Data rows:
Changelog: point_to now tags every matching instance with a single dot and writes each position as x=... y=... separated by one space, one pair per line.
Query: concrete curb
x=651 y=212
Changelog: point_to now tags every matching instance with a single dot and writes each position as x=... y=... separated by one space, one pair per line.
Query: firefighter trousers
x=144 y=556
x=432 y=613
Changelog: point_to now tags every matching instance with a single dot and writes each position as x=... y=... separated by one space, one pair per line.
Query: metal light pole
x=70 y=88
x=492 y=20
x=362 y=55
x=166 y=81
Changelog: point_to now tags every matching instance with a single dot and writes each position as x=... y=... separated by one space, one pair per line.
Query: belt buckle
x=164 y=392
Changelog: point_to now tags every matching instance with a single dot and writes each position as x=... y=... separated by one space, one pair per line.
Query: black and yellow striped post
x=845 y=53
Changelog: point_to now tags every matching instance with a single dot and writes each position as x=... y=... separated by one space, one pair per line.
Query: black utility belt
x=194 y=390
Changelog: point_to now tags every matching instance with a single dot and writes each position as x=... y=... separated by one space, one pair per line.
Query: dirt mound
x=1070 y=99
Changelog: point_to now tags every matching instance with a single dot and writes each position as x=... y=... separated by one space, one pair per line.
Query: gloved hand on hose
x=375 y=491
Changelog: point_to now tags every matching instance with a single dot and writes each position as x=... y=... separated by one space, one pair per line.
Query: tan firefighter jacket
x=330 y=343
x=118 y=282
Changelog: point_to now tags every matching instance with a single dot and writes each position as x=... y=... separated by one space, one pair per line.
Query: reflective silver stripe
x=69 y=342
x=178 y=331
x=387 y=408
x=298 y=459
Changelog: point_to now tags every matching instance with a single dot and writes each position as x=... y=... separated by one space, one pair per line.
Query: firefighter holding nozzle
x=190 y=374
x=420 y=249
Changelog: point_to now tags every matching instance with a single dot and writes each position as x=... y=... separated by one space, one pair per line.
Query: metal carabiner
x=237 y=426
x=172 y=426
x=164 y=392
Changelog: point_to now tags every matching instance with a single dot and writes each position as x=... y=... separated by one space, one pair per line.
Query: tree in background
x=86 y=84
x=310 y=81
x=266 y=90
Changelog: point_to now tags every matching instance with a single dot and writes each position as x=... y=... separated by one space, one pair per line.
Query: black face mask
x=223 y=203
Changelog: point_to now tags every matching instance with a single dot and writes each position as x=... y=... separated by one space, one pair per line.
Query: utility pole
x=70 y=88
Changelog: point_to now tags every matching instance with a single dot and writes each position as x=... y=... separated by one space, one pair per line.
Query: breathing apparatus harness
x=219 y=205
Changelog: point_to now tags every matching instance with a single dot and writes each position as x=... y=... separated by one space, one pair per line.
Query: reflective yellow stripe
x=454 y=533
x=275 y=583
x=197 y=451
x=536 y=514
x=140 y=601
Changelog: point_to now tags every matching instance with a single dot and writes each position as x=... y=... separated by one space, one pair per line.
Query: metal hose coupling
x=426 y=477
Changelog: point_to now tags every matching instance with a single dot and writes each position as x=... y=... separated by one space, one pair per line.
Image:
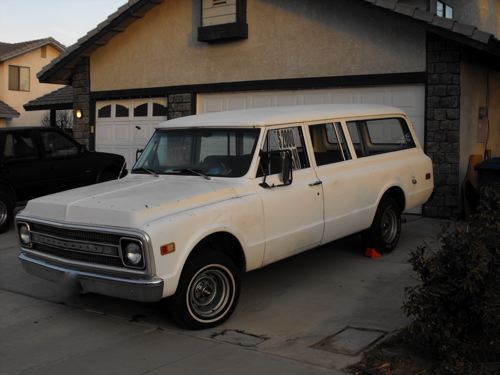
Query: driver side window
x=290 y=138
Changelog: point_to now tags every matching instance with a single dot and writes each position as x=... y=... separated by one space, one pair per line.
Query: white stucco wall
x=16 y=99
x=287 y=39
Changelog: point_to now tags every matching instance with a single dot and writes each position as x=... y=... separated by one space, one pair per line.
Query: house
x=19 y=64
x=154 y=59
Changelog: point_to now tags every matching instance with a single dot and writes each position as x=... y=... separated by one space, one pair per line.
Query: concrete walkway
x=287 y=320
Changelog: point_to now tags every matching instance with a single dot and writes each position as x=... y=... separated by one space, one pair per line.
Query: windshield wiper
x=192 y=171
x=145 y=169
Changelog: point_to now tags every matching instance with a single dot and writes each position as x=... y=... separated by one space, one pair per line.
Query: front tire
x=384 y=233
x=6 y=211
x=208 y=291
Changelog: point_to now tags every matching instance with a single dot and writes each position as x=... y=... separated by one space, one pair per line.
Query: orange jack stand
x=372 y=253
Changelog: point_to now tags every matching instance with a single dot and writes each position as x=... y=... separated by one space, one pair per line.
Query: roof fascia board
x=116 y=22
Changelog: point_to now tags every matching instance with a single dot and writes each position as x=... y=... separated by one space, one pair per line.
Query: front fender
x=240 y=217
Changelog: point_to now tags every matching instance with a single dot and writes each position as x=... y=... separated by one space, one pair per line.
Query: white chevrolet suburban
x=217 y=194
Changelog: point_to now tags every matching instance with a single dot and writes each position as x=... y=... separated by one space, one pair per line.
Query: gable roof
x=58 y=99
x=6 y=111
x=11 y=50
x=60 y=69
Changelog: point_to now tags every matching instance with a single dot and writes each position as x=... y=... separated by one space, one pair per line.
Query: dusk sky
x=64 y=20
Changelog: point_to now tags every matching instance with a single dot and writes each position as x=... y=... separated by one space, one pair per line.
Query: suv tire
x=208 y=290
x=384 y=233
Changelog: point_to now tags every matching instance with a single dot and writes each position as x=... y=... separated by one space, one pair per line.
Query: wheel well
x=226 y=243
x=398 y=195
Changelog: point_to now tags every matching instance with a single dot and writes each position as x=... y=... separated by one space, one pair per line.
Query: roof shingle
x=59 y=99
x=10 y=50
x=134 y=9
x=6 y=111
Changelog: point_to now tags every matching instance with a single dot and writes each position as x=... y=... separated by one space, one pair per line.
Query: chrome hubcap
x=3 y=213
x=389 y=225
x=210 y=292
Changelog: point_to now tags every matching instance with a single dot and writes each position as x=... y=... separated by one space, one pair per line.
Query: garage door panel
x=124 y=135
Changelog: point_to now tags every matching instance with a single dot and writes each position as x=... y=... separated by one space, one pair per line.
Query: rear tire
x=6 y=211
x=384 y=233
x=208 y=291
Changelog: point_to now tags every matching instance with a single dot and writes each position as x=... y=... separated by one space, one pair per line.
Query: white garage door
x=410 y=98
x=123 y=126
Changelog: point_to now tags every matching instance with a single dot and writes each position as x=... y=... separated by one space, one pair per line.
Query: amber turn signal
x=168 y=248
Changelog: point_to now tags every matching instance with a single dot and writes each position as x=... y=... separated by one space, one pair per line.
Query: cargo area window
x=379 y=136
x=329 y=143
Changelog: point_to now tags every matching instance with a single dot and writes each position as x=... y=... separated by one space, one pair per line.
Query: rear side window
x=55 y=145
x=379 y=136
x=329 y=143
x=19 y=145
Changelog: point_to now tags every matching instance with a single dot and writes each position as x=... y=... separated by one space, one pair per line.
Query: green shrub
x=456 y=306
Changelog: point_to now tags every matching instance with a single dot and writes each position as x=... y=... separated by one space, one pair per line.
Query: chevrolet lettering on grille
x=75 y=246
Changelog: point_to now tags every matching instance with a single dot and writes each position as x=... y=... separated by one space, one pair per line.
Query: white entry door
x=124 y=126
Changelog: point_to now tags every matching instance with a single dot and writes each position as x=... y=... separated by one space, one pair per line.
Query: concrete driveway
x=314 y=313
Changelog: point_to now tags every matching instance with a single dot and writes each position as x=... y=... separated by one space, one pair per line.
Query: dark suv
x=36 y=161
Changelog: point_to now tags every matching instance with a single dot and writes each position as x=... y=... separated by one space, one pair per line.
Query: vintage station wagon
x=217 y=194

Short task:
Write the listing out a second time exactly, dropping all images.

The result:
Changelog: point_to now tags every matching instance with a single dot and writes each position as x=... y=... separated by one space, one pair per line.
Query: concrete curb
x=651 y=212
Changelog: point_to now tags every matching instance with a single dot and writes each position as x=... y=... separated by one space, one pair per line.
Query: firefighter trousers
x=144 y=556
x=432 y=613
Changelog: point_to now tags every matching instance with a single dot and writes each position as x=... y=... separated by one space, one pair per line.
Query: metal light pole
x=70 y=88
x=492 y=20
x=362 y=55
x=166 y=81
Changelog: point_to now tags every matching instance with a single dot and writes each position as x=... y=... separated by one space, one pair per line.
Query: belt buckle
x=164 y=392
Changelog: point_to now tags every matching instance with a single dot and writes each position as x=... y=... separated by one space, one pair per line.
Query: black and yellow striped post
x=845 y=53
Changelog: point_to now tags every matching instance with a single dot and writes each position as x=... y=... separated by one space, one pair per line.
Query: black utility belt
x=194 y=390
Changelog: point_to now tags every matching instance with a single dot and writes each position as x=... y=... separated by one space, one pair per line.
Query: dirt mound
x=1070 y=99
Changelog: point_to now tags every matching instance with a single dot and writes each position as x=... y=... separated by one space, one pair per line.
Query: gloved hand on hose
x=375 y=491
Changelog: point_to now tags every matching instance with a single dot and writes each position as x=... y=... separated by one space, one pair per line.
Query: tan firefighter jacket
x=330 y=343
x=118 y=282
Changelog: point_to now tags every matching instance with a single dot and writes each position as x=... y=... separated by one space, one pair per line.
Query: reflective silver stripe
x=69 y=342
x=178 y=331
x=387 y=408
x=298 y=459
Changelog: point_to now tags every matching instance with a single dot and writes each position as x=... y=... separated by one space, one pair per line.
Query: firefighter holding nozzle
x=190 y=374
x=420 y=249
Changelog: point_to now tags every matching instance with a single dot and writes each position as x=... y=... separated by one space, one pair per line.
Query: metal carabiner
x=237 y=426
x=172 y=426
x=164 y=392
Changelog: point_to now tags every matching instance with a single dot and writes each position as x=... y=... separated by one space, one pair per line.
Query: tree in background
x=86 y=84
x=310 y=81
x=266 y=90
Changelog: point_to now tags every matching instance with a single dot and writes each position as x=... y=... separated by one space, one pair per line.
Query: black face mask
x=223 y=203
Changelog: point_to now tags every matching instance with a single dot and writes each position as x=... y=... separated by one space, one pair per line.
Query: utility pole
x=70 y=88
Changelog: point_to now tags every matching instance with a single dot and writes each position as x=... y=... separated by one space, one pair per line.
Query: breathing apparatus harness
x=219 y=205
Changelog: point_to now tags every matching instance with a single dot and writes each position as x=... y=... separated by one space, one pair per line.
Query: reflective yellow stripe
x=454 y=533
x=275 y=583
x=197 y=451
x=536 y=514
x=140 y=601
Changelog: point_to now tags every matching instance with a single dot and writes each position as x=... y=... separated by one space, one pair per line.
Query: metal hose coupling
x=426 y=477
Changelog: point_to now tags every matching instance with a single dot and writes each position as x=... y=... separated by one space, one pair per line.
Image:
Query: driver side window
x=290 y=138
Changelog: point_to now tags every matching instance with a single dot and writes each position as x=... y=... separated by one space, one pair per line.
Query: white stucco wall
x=16 y=99
x=287 y=39
Changelog: point_to now tags every matching instance with a single dot and writes each position as x=... y=... separated by one space, one pair per line.
Query: house
x=19 y=64
x=154 y=59
Changelog: point_to now tags every matching instance with a single dot and writes each position as x=... y=... separated by one space, one pair per line.
Query: concrete walkway
x=287 y=320
Changelog: point_to now tags every matching instance with a single dot and writes each position as x=... y=... separated by one space, one pair per line.
Query: windshield wiper
x=192 y=171
x=145 y=169
Changelog: point_to now tags every matching instance with a single dot and writes each position as x=... y=... separated by one space, one pair per line.
Query: front tire
x=384 y=233
x=6 y=211
x=208 y=291
Changelog: point_to now tags every matching instance with a single dot and writes each position as x=... y=... separated by one space, one pair per line.
Query: orange jack stand
x=372 y=253
Changelog: point_to now tags every matching instance with a single dot and writes each position as x=... y=... separated by one space, one pair per line.
Query: roof fascia board
x=116 y=22
Changelog: point_to now tags every matching instance with a single dot and writes each position as x=... y=... separated by one space, one pair per line.
Query: front fender
x=240 y=217
Changelog: point_to now tags every matching instance with a single dot and writes each position as x=... y=... separated by one space, one pair per line.
Query: white chevrolet suburban
x=217 y=194
Changelog: point_to now tags every matching instance with a single dot and writes each position as x=... y=... separated by one space, one pair per line.
Query: gable roof
x=58 y=99
x=6 y=111
x=11 y=50
x=60 y=69
Changelog: point_to now tags every matching instance with a single dot and writes each position as x=... y=... separated by one space, one pair per line.
Query: dusk sky
x=64 y=20
Changelog: point_to now tags every matching instance with a single dot and writes each position as x=... y=... separated by one space, one pair per line.
Query: suv tire
x=208 y=290
x=384 y=233
Changelog: point_to now tags every matching instance with a single dot and writes each position as x=... y=... separated by one space, one pair per line.
Query: wheel well
x=226 y=243
x=398 y=195
Changelog: point_to now tags every matching instance with a single dot and writes each position as x=... y=... separated by one space, one pair per line.
Query: roof shingle
x=59 y=99
x=10 y=50
x=134 y=9
x=6 y=111
Changelog: point_to now tags every matching instance with a single dot and writes each position as x=... y=... separated by one space, one pair per line.
Query: chrome hubcap
x=3 y=213
x=389 y=225
x=210 y=292
Changelog: point_to now tags every matching instance with a single dot and writes each position as x=... y=... separated by one space, one pair per line.
Query: garage door panel
x=124 y=135
Changelog: point_to now tags every matching instance with a single dot and writes each position as x=... y=... separated by one space, one pair per line.
Query: rear tire
x=6 y=211
x=384 y=233
x=208 y=291
Changelog: point_to now tags every matching instance with a single dot and writes each position as x=... y=... separated by one space, one pair per line.
Query: white garage door
x=410 y=98
x=123 y=126
Changelog: point_to now tags every matching instance with a single dot and writes each position as x=... y=... separated by one space, one pair per line.
Query: amber turn signal
x=168 y=248
Changelog: point_to now tags every matching instance with a single dot and writes each position as x=... y=... separated by one space, one pair per line.
Query: cargo area window
x=379 y=136
x=329 y=143
Changelog: point_to now tags every matching instance with a single dot and writes each position as x=... y=... separated by one space, one pair per line.
Query: rear side window
x=55 y=145
x=379 y=136
x=329 y=143
x=19 y=145
Changelog: point_to now tags every matching instance with a single dot and writes each position as x=... y=... separated by one space, one pair per line.
Query: green shrub
x=456 y=306
Changelog: point_to now tags every matching instance with a single dot and writes each position as x=... y=... separated by one space, one pair per line.
Query: chevrolet lettering on grille
x=75 y=246
Changelog: point_to now tags every matching instance with a single dot and writes each position as x=... y=... separated by one space, one pair per line.
Query: white entry door
x=124 y=126
Changelog: point_to now tags every matching instance with a single dot and writes each position as x=... y=... separated by one space, one pair per line.
Query: concrete driveway
x=314 y=313
Changelog: point_to now tags every matching instance with a single dot and writes each position as x=... y=... separated by one space, one pair per line.
Query: dark suv
x=36 y=161
Changelog: point_to now tags every matching instance with a single dot and writes each position as x=... y=... separated by one space, one pair per line.
Query: vintage station wagon
x=217 y=194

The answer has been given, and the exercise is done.